======== Supplied records

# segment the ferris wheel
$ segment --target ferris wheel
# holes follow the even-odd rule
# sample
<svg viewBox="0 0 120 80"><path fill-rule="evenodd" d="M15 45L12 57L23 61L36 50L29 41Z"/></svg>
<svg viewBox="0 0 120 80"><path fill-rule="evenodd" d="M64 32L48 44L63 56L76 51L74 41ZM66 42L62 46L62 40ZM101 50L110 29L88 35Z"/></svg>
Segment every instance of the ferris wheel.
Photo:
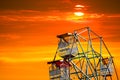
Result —
<svg viewBox="0 0 120 80"><path fill-rule="evenodd" d="M113 56L103 38L89 27L58 35L50 80L119 80Z"/></svg>

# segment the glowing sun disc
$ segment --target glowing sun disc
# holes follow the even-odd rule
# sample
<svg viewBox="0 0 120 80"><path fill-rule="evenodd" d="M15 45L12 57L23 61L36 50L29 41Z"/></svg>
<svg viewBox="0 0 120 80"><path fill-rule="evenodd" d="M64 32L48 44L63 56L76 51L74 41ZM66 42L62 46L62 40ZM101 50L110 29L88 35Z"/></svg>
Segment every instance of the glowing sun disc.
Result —
<svg viewBox="0 0 120 80"><path fill-rule="evenodd" d="M75 14L76 16L83 16L83 15L84 15L83 12L74 12L74 14Z"/></svg>

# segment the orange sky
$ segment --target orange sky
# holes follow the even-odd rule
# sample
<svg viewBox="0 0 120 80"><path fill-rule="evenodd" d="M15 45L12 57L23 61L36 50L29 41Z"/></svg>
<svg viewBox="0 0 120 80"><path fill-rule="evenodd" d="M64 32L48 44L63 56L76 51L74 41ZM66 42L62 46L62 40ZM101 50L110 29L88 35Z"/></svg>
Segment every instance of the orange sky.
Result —
<svg viewBox="0 0 120 80"><path fill-rule="evenodd" d="M88 26L103 36L119 73L119 1L18 2L0 1L0 80L48 80L47 61L56 51L56 35ZM74 6L80 3L88 8L82 11L84 16L74 15Z"/></svg>

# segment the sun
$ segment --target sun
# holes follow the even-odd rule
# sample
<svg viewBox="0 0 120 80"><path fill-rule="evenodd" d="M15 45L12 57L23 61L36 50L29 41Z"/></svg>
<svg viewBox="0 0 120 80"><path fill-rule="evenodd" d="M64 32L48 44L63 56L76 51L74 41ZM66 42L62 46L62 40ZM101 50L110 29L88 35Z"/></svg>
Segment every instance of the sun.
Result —
<svg viewBox="0 0 120 80"><path fill-rule="evenodd" d="M74 15L75 16L84 16L84 13L83 12L74 12Z"/></svg>

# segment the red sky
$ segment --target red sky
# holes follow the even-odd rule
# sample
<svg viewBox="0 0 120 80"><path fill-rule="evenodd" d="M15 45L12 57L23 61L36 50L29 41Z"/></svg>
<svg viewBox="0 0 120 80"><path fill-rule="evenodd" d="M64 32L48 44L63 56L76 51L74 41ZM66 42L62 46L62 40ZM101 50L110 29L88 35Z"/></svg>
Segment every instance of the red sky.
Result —
<svg viewBox="0 0 120 80"><path fill-rule="evenodd" d="M48 80L47 61L56 35L89 26L104 37L115 63L120 58L119 0L0 1L0 80ZM85 6L84 16L74 6ZM117 64L118 72L119 64Z"/></svg>

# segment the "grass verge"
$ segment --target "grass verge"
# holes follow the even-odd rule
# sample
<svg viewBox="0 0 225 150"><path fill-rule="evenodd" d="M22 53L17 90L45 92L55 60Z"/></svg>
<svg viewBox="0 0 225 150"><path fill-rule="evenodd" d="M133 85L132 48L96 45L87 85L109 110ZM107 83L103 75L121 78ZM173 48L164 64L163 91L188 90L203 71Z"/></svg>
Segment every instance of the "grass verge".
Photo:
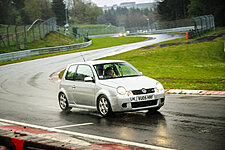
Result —
<svg viewBox="0 0 225 150"><path fill-rule="evenodd" d="M217 29L200 38L225 33ZM125 60L167 89L225 90L225 35L212 41L160 47L197 40L175 39L102 59Z"/></svg>
<svg viewBox="0 0 225 150"><path fill-rule="evenodd" d="M56 55L62 55L62 54L69 54L69 53L75 53L80 51L87 51L87 50L93 50L93 49L99 49L99 48L106 48L106 47L112 47L117 45L123 45L123 44L129 44L129 43L135 43L140 42L143 40L146 40L146 37L98 37L98 38L92 38L92 45L86 48L78 49L78 50L72 50L67 52L60 52L60 53L53 53L53 54L46 54L46 55L38 55L28 58L23 58L19 60L13 60L13 61L7 61L7 62L0 62L1 65L11 64L11 63L17 63L17 62L23 62L23 61L29 61L39 58L45 58L45 57L51 57ZM57 41L55 42L57 43ZM74 44L74 43L73 43Z"/></svg>

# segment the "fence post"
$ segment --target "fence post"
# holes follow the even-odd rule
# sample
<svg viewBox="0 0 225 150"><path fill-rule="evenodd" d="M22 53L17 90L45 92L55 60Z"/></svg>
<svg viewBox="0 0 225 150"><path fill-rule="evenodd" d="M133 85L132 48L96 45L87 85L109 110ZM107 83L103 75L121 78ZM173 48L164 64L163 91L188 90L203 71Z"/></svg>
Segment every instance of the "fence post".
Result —
<svg viewBox="0 0 225 150"><path fill-rule="evenodd" d="M10 42L9 42L9 26L10 26L10 25L8 25L8 27L7 27L7 39L8 39L8 46L10 46Z"/></svg>
<svg viewBox="0 0 225 150"><path fill-rule="evenodd" d="M27 31L26 31L26 25L24 25L24 45L26 45L27 42Z"/></svg>
<svg viewBox="0 0 225 150"><path fill-rule="evenodd" d="M39 37L40 37L40 40L41 40L41 28L40 28L40 24L38 25L38 30L39 30Z"/></svg>
<svg viewBox="0 0 225 150"><path fill-rule="evenodd" d="M34 26L32 27L32 33L33 33L33 40L35 40L35 35L34 35Z"/></svg>
<svg viewBox="0 0 225 150"><path fill-rule="evenodd" d="M16 45L18 45L17 25L16 25L16 27L15 27L15 34L16 34Z"/></svg>

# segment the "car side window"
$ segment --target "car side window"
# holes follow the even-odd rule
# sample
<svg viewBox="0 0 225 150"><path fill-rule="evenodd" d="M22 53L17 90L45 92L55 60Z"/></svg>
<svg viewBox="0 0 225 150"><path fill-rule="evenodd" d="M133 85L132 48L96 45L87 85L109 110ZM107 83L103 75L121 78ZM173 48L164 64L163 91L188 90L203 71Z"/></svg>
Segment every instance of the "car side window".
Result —
<svg viewBox="0 0 225 150"><path fill-rule="evenodd" d="M70 66L66 73L66 80L74 80L77 65Z"/></svg>
<svg viewBox="0 0 225 150"><path fill-rule="evenodd" d="M85 77L94 77L92 69L88 65L79 65L77 68L75 80L84 81Z"/></svg>

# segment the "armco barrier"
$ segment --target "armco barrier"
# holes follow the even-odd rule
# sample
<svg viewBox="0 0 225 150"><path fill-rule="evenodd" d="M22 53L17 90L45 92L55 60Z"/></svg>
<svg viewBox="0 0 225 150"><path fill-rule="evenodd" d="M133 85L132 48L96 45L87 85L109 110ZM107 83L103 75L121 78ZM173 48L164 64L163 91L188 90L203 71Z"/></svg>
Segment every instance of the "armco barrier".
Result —
<svg viewBox="0 0 225 150"><path fill-rule="evenodd" d="M64 52L75 50L83 47L87 47L92 44L92 40L80 44L66 45L66 46L57 46L57 47L47 47L39 49L24 50L19 52L5 53L0 54L0 62L17 60L21 58L43 55L43 54L52 54L57 52Z"/></svg>
<svg viewBox="0 0 225 150"><path fill-rule="evenodd" d="M21 137L20 137L21 138ZM0 135L0 146L8 150L74 150L71 148L56 145L49 145L40 142L34 142L31 140L24 140L15 137L7 137ZM34 138L32 140L35 140ZM42 139L43 140L43 139ZM54 141L51 141L54 143Z"/></svg>

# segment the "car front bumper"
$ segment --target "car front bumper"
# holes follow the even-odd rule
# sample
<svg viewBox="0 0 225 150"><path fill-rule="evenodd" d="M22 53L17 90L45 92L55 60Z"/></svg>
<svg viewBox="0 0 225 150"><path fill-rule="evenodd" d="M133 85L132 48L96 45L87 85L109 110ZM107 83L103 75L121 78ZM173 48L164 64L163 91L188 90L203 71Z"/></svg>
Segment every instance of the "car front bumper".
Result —
<svg viewBox="0 0 225 150"><path fill-rule="evenodd" d="M119 95L109 98L113 112L137 111L162 107L165 103L165 93L149 95Z"/></svg>

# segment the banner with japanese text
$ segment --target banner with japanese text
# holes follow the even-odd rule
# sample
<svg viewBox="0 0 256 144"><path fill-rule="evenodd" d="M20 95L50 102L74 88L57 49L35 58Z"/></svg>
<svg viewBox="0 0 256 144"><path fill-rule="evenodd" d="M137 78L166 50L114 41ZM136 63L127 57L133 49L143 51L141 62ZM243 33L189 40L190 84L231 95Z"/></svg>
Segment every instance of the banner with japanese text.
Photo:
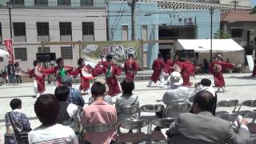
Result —
<svg viewBox="0 0 256 144"><path fill-rule="evenodd" d="M101 58L111 54L117 64L123 64L129 54L133 54L134 59L142 68L142 53L141 42L82 42L81 56L89 63L97 63Z"/></svg>
<svg viewBox="0 0 256 144"><path fill-rule="evenodd" d="M4 43L10 54L9 62L10 62L11 63L14 63L14 58L13 41L12 39L6 39L4 41Z"/></svg>

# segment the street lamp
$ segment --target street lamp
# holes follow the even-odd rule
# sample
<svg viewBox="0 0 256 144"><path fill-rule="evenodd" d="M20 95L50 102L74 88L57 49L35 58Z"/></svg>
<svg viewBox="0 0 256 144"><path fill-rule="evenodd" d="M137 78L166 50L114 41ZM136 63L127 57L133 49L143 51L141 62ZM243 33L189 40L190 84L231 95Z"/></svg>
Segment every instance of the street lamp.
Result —
<svg viewBox="0 0 256 144"><path fill-rule="evenodd" d="M210 63L213 62L213 14L214 13L214 9L211 6L210 9Z"/></svg>
<svg viewBox="0 0 256 144"><path fill-rule="evenodd" d="M10 9L13 8L13 2L9 1L6 2L6 7L9 9L9 20L10 20L10 39L13 39L13 30L11 26L11 14L10 14Z"/></svg>

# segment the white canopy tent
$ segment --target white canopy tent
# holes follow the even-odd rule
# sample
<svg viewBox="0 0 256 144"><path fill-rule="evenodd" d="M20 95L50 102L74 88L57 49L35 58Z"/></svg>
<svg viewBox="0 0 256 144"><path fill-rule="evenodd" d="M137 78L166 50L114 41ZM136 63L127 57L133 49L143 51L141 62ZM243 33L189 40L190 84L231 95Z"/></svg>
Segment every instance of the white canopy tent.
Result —
<svg viewBox="0 0 256 144"><path fill-rule="evenodd" d="M233 39L213 39L213 56L221 54L226 61L230 58L233 64L244 64L244 49ZM198 53L198 64L203 59L210 61L210 39L178 39L174 44L174 50L194 50Z"/></svg>
<svg viewBox="0 0 256 144"><path fill-rule="evenodd" d="M0 49L0 57L9 57L9 53L6 50Z"/></svg>

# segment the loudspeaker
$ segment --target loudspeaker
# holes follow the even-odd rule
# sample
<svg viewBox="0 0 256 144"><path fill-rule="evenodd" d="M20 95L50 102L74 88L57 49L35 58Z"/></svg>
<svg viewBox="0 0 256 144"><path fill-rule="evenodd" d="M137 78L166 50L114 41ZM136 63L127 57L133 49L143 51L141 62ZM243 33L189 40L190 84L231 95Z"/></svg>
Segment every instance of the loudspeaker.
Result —
<svg viewBox="0 0 256 144"><path fill-rule="evenodd" d="M50 53L50 61L55 61L56 53Z"/></svg>
<svg viewBox="0 0 256 144"><path fill-rule="evenodd" d="M55 53L37 53L37 60L39 62L49 62L50 61L55 61L56 54Z"/></svg>

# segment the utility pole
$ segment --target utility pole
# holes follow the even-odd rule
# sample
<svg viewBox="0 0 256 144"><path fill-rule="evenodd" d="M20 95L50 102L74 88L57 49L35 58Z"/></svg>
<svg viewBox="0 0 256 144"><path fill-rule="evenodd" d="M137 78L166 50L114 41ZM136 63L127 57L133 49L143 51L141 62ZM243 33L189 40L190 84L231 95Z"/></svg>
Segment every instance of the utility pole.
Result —
<svg viewBox="0 0 256 144"><path fill-rule="evenodd" d="M233 2L231 2L233 4L234 4L234 10L236 10L237 9L237 6L238 4L239 3L238 1L237 0L234 0Z"/></svg>
<svg viewBox="0 0 256 144"><path fill-rule="evenodd" d="M9 10L9 21L10 21L10 39L13 39L13 28L11 26L11 14L10 14L10 9L12 9L12 4L13 2L11 1L9 1L6 2L6 7Z"/></svg>
<svg viewBox="0 0 256 144"><path fill-rule="evenodd" d="M214 9L211 6L210 9L210 63L213 62L213 14L214 13Z"/></svg>
<svg viewBox="0 0 256 144"><path fill-rule="evenodd" d="M136 0L131 0L130 8L131 8L131 40L135 41L135 4Z"/></svg>

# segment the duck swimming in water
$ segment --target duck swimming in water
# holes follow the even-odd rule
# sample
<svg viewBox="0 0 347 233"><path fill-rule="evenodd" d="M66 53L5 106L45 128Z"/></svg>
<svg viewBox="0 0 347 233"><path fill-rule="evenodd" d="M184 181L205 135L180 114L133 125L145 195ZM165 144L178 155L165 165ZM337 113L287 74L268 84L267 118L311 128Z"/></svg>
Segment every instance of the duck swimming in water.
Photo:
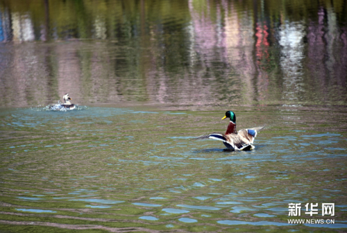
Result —
<svg viewBox="0 0 347 233"><path fill-rule="evenodd" d="M256 127L249 129L239 130L236 131L236 115L232 111L226 112L226 116L221 119L230 119L229 125L225 134L213 132L209 135L204 135L198 137L196 139L212 139L223 141L224 145L232 150L248 150L254 149L253 145L254 139L257 136L257 132L262 130L262 127Z"/></svg>
<svg viewBox="0 0 347 233"><path fill-rule="evenodd" d="M72 110L76 108L76 105L71 103L69 101L72 99L69 96L69 94L67 93L62 96L62 99L64 100L64 103L62 103L62 105L68 110Z"/></svg>

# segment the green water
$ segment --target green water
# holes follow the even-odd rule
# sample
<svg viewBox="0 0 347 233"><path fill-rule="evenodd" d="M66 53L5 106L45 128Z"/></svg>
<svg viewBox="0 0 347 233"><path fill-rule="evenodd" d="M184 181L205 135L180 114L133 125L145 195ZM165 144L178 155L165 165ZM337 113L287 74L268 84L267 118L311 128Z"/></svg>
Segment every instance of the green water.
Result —
<svg viewBox="0 0 347 233"><path fill-rule="evenodd" d="M346 6L0 0L0 232L346 232Z"/></svg>

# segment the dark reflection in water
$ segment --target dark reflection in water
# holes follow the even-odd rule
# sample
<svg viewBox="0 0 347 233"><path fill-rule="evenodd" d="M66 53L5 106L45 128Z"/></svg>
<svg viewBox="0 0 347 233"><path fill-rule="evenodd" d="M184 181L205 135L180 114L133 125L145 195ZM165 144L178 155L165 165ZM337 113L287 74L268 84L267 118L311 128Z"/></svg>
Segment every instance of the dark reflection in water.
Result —
<svg viewBox="0 0 347 233"><path fill-rule="evenodd" d="M346 9L342 0L1 0L1 105L66 92L80 104L346 105Z"/></svg>

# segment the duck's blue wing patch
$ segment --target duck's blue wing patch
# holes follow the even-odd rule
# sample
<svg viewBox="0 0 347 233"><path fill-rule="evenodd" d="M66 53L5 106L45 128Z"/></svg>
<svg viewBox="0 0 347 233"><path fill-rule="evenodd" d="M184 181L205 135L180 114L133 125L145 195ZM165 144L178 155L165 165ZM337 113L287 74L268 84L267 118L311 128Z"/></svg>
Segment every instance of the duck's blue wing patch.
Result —
<svg viewBox="0 0 347 233"><path fill-rule="evenodd" d="M255 135L257 135L257 131L255 130L247 130L247 131L248 132L248 134L253 136L254 137L255 137Z"/></svg>

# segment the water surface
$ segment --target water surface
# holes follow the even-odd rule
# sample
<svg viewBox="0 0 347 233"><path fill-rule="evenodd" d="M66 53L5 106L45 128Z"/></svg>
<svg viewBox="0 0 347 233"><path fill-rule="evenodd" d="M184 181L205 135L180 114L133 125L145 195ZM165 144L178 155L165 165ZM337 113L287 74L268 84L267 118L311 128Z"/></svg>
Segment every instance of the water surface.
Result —
<svg viewBox="0 0 347 233"><path fill-rule="evenodd" d="M346 232L346 9L0 0L0 231ZM226 110L255 150L194 140Z"/></svg>

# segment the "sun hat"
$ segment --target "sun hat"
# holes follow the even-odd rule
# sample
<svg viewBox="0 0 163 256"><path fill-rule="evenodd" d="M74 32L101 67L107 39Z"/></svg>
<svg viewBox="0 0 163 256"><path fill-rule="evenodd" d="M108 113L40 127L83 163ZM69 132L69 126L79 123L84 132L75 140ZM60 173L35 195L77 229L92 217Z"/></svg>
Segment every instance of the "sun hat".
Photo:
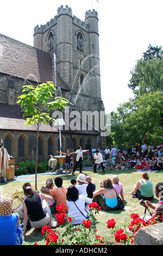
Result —
<svg viewBox="0 0 163 256"><path fill-rule="evenodd" d="M10 214L13 209L12 208L13 200L9 197L2 197L0 198L0 216L6 216Z"/></svg>
<svg viewBox="0 0 163 256"><path fill-rule="evenodd" d="M76 183L77 183L76 180L74 178L71 179L70 181L71 181L71 184L72 184L72 185L74 185Z"/></svg>
<svg viewBox="0 0 163 256"><path fill-rule="evenodd" d="M79 176L78 176L77 180L79 181L81 181L82 182L84 182L85 180L85 175L83 173L81 173L79 175Z"/></svg>

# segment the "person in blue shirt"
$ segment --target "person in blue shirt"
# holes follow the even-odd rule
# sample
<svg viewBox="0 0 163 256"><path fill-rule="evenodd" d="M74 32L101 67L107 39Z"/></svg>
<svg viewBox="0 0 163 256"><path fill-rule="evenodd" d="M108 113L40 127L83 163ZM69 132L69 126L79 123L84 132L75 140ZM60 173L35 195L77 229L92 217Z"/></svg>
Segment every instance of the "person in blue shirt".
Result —
<svg viewBox="0 0 163 256"><path fill-rule="evenodd" d="M20 245L17 228L20 226L20 216L12 214L13 200L9 197L0 198L0 245Z"/></svg>

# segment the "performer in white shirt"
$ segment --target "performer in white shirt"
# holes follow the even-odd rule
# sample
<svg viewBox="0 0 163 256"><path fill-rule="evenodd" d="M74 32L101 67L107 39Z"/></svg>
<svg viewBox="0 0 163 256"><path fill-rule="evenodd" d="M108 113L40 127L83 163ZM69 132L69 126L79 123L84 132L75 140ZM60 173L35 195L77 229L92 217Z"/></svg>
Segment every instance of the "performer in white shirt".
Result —
<svg viewBox="0 0 163 256"><path fill-rule="evenodd" d="M103 166L103 157L101 153L98 152L98 150L96 150L95 155L94 156L94 159L96 159L95 163L93 166L94 173L97 173L96 167L97 164L101 164L101 167L103 169L104 173L105 172L104 167Z"/></svg>
<svg viewBox="0 0 163 256"><path fill-rule="evenodd" d="M82 163L83 163L83 153L84 153L85 152L88 152L89 151L89 149L87 150L82 150L82 147L79 146L78 147L78 149L76 152L74 152L74 154L77 154L77 158L76 158L76 163L73 168L73 173L74 173L75 171L76 170L79 163L80 164L79 172L80 173L82 172Z"/></svg>

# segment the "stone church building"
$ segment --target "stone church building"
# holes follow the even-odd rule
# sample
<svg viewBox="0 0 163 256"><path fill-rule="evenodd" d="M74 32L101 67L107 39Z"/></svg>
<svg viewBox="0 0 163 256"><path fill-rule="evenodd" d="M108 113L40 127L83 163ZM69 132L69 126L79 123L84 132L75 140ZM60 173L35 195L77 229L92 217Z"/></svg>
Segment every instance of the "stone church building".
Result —
<svg viewBox="0 0 163 256"><path fill-rule="evenodd" d="M85 21L61 5L57 15L34 29L34 46L0 34L0 139L17 162L35 159L36 130L23 124L17 97L26 84L53 81L57 94L68 100L70 111L104 111L101 98L98 14L86 11ZM79 119L80 123L80 120ZM82 123L82 122L81 122ZM61 131L62 151L70 152L104 146L100 131L80 129ZM59 149L59 131L41 125L39 161L48 160Z"/></svg>

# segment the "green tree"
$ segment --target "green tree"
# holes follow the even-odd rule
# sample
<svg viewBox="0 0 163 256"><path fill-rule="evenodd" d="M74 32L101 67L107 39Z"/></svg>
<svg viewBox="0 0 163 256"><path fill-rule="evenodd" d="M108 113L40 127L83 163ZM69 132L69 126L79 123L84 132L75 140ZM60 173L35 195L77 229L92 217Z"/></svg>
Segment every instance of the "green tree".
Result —
<svg viewBox="0 0 163 256"><path fill-rule="evenodd" d="M142 56L143 59L146 60L147 60L147 59L153 59L154 58L156 58L158 59L162 59L162 57L160 54L161 48L162 46L158 47L157 45L155 47L149 45L147 51L143 52Z"/></svg>
<svg viewBox="0 0 163 256"><path fill-rule="evenodd" d="M122 148L134 145L147 135L146 143L163 142L163 97L159 92L150 92L121 104L114 113L113 138Z"/></svg>
<svg viewBox="0 0 163 256"><path fill-rule="evenodd" d="M52 82L47 82L36 87L24 86L23 88L22 94L18 97L20 100L17 103L21 103L23 118L26 119L24 124L29 126L34 124L37 131L35 165L35 189L37 190L39 127L42 123L49 124L54 121L55 119L50 117L50 112L55 108L62 109L68 101L61 97L55 97L56 88ZM51 104L48 104L50 101Z"/></svg>
<svg viewBox="0 0 163 256"><path fill-rule="evenodd" d="M148 92L160 92L163 94L163 59L141 59L131 71L129 88L136 96Z"/></svg>

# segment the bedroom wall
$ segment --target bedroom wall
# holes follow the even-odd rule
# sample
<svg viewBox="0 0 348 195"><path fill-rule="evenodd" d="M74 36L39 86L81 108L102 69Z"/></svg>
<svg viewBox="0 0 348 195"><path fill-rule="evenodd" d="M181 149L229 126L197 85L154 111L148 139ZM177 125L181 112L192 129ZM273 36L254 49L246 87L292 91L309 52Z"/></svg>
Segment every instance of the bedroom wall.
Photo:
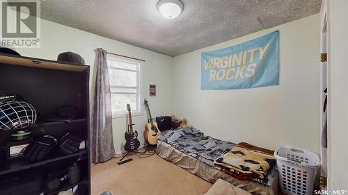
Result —
<svg viewBox="0 0 348 195"><path fill-rule="evenodd" d="M319 153L319 19L315 15L174 58L173 110L214 137ZM280 31L280 85L201 90L200 53Z"/></svg>
<svg viewBox="0 0 348 195"><path fill-rule="evenodd" d="M85 59L86 64L90 66L91 97L94 92L96 74L94 49L102 47L112 53L144 59L146 62L142 69L142 99L145 97L148 99L153 116L171 113L171 57L57 23L44 19L41 22L41 48L17 49L22 56L56 60L58 54L61 52L72 51L79 53ZM148 96L150 83L157 85L156 97ZM133 122L136 124L135 130L139 133L139 141L143 144L142 135L145 130L144 125L147 122L145 112L143 112L142 115L134 116ZM125 117L113 119L113 139L116 151L123 149L127 125Z"/></svg>

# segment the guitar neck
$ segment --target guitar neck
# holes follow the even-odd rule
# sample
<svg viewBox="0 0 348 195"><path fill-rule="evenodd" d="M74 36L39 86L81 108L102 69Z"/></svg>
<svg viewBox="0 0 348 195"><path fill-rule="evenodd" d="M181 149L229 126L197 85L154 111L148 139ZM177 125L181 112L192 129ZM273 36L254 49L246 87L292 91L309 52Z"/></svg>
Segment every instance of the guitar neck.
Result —
<svg viewBox="0 0 348 195"><path fill-rule="evenodd" d="M151 125L153 126L152 117L151 116L151 112L150 112L150 107L146 107L146 111L148 111L148 119L151 123Z"/></svg>
<svg viewBox="0 0 348 195"><path fill-rule="evenodd" d="M128 127L129 134L133 133L133 123L132 122L132 114L130 111L128 111Z"/></svg>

================

*Brief*. Arrange the stretch from the first line through the line containing "56L103 38L89 27L58" as a JSON list of strings, with one string per line and no blank lines. Leave the pictures out of your answer.

*Result of this exercise*.
[
  "# segment the ferris wheel",
  "$ segment --target ferris wheel",
  "# holes follow the even-odd rule",
  "# sample",
  "<svg viewBox=\"0 0 120 80\"><path fill-rule=\"evenodd\" d=\"M15 45L12 57L23 61L36 50L29 41Z\"/></svg>",
  "<svg viewBox=\"0 0 120 80\"><path fill-rule=\"evenodd\" d=\"M64 32L48 44L63 56L76 51L74 41ZM66 42L62 46L62 40ZM101 50L110 29L88 35Z\"/></svg>",
  "Segment every instance of the ferris wheel.",
  "Photo:",
  "Result —",
  "<svg viewBox=\"0 0 120 80\"><path fill-rule=\"evenodd\" d=\"M113 56L103 38L89 27L58 35L50 80L119 80Z\"/></svg>"
]